---- GIVEN ENTRIES

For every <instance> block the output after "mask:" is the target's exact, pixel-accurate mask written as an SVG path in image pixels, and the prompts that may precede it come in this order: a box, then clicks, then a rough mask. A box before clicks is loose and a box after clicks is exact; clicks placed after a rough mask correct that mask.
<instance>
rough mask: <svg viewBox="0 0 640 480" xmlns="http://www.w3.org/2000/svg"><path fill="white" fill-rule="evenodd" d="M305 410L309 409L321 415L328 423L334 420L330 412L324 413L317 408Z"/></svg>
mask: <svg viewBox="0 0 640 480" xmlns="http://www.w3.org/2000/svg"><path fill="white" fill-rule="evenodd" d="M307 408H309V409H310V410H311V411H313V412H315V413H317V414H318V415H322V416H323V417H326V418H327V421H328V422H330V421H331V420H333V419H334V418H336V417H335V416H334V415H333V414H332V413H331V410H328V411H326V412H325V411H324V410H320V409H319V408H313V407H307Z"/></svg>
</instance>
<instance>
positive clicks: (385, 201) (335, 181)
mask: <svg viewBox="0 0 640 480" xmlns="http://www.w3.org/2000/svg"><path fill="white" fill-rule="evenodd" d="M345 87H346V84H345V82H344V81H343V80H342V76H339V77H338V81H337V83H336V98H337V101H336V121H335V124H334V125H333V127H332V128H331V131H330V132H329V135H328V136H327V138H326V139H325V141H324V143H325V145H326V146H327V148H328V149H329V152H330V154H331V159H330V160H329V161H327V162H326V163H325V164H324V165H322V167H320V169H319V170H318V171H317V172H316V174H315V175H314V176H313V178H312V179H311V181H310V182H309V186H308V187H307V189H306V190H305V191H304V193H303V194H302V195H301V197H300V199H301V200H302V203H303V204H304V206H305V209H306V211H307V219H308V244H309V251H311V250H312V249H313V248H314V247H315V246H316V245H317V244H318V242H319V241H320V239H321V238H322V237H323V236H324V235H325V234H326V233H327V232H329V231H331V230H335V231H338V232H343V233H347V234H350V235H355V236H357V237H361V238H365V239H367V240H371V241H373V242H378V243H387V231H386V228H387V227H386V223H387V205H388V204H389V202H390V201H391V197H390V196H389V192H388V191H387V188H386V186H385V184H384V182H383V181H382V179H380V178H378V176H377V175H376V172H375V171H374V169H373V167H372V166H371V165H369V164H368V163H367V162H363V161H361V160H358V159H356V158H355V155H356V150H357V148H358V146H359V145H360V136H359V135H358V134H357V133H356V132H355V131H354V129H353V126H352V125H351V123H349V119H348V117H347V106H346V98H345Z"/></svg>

--------

### TO DO
Looking at the records above, work out how many lines include the word "instance", then give that number by itself.

### WRITTEN RESPONSE
4